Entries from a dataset
——

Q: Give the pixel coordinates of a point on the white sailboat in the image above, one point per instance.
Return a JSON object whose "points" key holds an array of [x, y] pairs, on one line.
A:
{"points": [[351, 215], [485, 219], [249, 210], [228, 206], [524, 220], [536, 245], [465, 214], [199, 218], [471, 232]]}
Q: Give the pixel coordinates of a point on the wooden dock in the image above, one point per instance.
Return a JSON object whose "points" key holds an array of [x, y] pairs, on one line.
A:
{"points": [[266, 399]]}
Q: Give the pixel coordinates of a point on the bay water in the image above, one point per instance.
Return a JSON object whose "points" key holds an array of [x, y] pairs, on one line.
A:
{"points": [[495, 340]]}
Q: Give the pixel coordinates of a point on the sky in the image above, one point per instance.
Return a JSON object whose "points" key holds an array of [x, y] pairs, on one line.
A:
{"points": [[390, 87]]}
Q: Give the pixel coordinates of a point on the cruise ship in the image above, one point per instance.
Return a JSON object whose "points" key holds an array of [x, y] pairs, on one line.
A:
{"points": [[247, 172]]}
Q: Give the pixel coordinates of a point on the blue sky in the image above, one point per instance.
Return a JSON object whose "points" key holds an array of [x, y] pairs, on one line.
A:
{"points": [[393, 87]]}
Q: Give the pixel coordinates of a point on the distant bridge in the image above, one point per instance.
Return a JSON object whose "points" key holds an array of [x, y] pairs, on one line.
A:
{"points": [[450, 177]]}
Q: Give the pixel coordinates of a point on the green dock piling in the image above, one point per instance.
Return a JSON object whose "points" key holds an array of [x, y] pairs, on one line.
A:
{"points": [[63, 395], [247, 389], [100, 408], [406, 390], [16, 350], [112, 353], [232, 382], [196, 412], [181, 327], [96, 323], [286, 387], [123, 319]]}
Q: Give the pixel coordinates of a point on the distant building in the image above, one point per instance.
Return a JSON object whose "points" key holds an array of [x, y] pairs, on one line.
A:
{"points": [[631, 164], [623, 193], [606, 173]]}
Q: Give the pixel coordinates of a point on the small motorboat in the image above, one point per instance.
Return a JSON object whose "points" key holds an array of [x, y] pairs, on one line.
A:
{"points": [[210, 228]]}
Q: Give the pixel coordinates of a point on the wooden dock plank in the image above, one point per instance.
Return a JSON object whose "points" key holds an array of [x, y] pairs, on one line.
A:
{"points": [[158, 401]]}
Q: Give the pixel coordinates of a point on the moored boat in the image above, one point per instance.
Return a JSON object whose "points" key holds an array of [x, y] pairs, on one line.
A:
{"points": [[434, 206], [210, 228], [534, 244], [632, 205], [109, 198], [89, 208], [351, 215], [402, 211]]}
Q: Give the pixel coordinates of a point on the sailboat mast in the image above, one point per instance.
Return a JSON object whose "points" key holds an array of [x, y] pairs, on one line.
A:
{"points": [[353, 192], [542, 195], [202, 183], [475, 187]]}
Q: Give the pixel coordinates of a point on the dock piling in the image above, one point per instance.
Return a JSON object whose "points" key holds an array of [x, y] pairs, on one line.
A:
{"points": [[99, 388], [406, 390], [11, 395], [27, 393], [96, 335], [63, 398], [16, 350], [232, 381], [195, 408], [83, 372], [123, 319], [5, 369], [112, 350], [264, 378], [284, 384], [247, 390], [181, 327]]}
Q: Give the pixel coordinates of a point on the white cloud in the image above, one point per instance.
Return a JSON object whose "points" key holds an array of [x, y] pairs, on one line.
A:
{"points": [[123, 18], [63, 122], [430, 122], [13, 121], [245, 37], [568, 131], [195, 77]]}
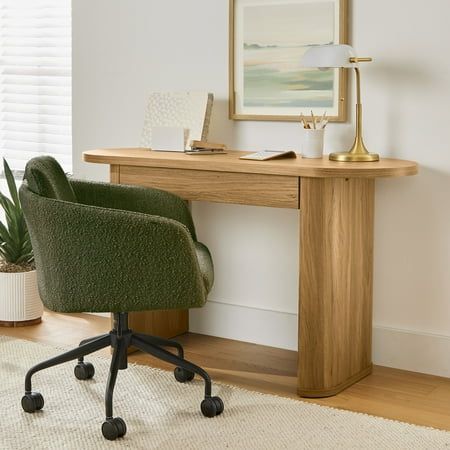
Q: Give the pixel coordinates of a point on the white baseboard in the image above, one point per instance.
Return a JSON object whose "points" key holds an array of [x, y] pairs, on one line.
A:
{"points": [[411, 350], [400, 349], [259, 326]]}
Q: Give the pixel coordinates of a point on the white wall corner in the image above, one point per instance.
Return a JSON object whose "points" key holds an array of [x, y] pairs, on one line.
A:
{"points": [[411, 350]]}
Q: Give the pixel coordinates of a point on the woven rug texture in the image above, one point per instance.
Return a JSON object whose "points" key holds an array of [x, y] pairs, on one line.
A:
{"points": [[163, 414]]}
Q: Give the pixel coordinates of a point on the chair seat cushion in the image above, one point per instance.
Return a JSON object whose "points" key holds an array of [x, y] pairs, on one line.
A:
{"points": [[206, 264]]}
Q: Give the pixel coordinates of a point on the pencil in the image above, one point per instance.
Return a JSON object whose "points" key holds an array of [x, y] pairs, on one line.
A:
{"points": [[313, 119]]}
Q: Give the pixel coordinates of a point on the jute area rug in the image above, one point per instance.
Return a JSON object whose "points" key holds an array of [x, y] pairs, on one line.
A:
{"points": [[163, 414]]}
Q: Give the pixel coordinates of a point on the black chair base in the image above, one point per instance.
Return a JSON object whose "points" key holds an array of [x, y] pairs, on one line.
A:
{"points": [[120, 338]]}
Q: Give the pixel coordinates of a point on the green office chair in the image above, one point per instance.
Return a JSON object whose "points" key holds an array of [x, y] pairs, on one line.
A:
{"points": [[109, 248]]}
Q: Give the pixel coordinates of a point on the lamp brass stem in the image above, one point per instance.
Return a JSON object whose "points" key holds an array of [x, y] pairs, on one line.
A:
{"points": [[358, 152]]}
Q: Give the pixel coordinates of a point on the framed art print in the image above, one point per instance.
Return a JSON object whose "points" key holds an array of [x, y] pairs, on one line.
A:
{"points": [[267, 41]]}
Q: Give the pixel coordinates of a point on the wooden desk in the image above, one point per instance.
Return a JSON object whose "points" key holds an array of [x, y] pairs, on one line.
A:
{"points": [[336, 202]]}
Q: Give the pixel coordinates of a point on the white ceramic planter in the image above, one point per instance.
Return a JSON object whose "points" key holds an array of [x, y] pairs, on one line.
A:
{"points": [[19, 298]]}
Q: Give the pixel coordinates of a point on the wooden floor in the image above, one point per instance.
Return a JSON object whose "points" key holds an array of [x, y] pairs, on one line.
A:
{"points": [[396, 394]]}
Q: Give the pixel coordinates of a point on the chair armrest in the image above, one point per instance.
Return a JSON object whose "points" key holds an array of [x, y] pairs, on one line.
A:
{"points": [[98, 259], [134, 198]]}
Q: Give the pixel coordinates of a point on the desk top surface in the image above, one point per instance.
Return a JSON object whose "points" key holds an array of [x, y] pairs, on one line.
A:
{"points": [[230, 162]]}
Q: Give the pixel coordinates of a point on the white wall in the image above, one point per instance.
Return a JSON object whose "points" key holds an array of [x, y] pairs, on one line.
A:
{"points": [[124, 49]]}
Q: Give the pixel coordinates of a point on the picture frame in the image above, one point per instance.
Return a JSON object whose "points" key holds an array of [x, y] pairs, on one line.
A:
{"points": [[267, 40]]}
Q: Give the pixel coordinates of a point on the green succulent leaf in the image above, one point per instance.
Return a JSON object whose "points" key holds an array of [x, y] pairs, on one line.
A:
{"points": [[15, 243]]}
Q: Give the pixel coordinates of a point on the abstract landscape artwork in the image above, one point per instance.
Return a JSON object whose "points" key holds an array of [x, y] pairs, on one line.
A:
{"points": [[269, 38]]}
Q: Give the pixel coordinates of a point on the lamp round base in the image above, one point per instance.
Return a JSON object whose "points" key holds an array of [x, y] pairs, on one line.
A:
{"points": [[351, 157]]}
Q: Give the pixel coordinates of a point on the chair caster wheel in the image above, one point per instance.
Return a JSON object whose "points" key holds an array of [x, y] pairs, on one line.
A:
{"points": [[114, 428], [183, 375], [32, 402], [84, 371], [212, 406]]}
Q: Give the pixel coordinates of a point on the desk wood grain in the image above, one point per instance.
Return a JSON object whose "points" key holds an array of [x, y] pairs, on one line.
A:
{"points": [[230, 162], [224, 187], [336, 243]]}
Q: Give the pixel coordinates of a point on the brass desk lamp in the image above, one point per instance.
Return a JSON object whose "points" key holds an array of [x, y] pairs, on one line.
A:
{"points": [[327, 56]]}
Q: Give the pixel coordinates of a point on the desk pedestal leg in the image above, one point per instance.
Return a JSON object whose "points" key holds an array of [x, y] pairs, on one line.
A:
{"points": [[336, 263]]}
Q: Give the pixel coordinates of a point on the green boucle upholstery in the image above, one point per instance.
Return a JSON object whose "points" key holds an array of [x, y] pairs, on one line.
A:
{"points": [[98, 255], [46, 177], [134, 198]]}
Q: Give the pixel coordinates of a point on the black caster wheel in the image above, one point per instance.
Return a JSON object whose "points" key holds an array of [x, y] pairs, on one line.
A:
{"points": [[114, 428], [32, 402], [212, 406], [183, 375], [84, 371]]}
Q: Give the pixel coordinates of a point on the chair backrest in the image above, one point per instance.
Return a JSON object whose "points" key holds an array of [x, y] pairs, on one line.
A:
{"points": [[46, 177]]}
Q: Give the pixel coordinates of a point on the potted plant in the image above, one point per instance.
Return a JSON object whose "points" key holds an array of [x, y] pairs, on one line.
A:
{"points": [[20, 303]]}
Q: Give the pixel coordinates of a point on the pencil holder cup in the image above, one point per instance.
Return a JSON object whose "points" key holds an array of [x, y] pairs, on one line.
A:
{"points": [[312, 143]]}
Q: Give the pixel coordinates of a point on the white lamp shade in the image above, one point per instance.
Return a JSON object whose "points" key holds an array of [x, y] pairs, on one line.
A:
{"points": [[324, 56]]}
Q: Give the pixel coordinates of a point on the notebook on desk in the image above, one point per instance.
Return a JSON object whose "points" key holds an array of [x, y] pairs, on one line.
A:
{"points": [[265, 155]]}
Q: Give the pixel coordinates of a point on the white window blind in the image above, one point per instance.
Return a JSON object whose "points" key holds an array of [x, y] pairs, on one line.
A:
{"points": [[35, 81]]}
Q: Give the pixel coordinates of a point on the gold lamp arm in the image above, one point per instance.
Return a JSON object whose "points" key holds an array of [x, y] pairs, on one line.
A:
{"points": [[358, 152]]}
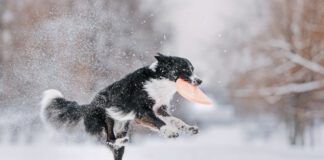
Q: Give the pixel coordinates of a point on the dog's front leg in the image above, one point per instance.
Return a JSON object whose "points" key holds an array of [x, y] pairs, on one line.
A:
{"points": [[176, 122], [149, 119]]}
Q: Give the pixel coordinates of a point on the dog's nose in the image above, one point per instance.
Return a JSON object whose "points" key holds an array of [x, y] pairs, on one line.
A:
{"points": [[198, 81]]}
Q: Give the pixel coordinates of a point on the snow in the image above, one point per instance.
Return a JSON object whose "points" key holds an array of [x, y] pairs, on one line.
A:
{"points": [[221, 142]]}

——

WHAT YOU WILL DO: Output only the lines from the line that contains "the white lamp" through the end of the material, both ends included, and skip every picture.

REPLY:
Q: Give the pixel coordinates of a point on the white lamp shade in the image above, one point per instance.
Return a JSON object whose "points" key holds an array of [x, y] pairs, on one line.
A:
{"points": [[324, 56]]}
Q: Give the pixel coordinates of a point on the notebook on desk in the image above, one point per instance.
Return a JSON object whose "points" key holds an array of [x, y] pairs, on one line.
A:
{"points": [[265, 155]]}
Q: Give the pixel coordinates of a point on the white window blind in the image above, one point per instance.
Return a JSON object whose "points" key holds an array of [x, y] pairs, on one line.
A:
{"points": [[35, 81]]}
Q: Give the pixel coordinates of a point on the gold lamp arm in the image above, one point per instance.
Return a JSON object whose "points" key holds an array of [x, y] pairs, on one line.
A:
{"points": [[358, 152]]}
Q: Give the pixel coordinates of a point on the dog's front leg in the image above, one point per instance.
Return a JSON object whose "points" key holds an array of [x, y] pairs, on one line.
A:
{"points": [[176, 122], [149, 119]]}
Q: Give the pixel coordinates of a point on the dog's nose in the image above, one point per instance.
Return a JSON object whose "points" key holds an array of [x, y] pairs, on one line.
A:
{"points": [[198, 81]]}
Q: Give the pixel coordinates of a point on the snow in the image above, one point per instance.
Return a JSON object whose "points" key holds an array of [x, y] pairs, on one line.
A:
{"points": [[221, 142]]}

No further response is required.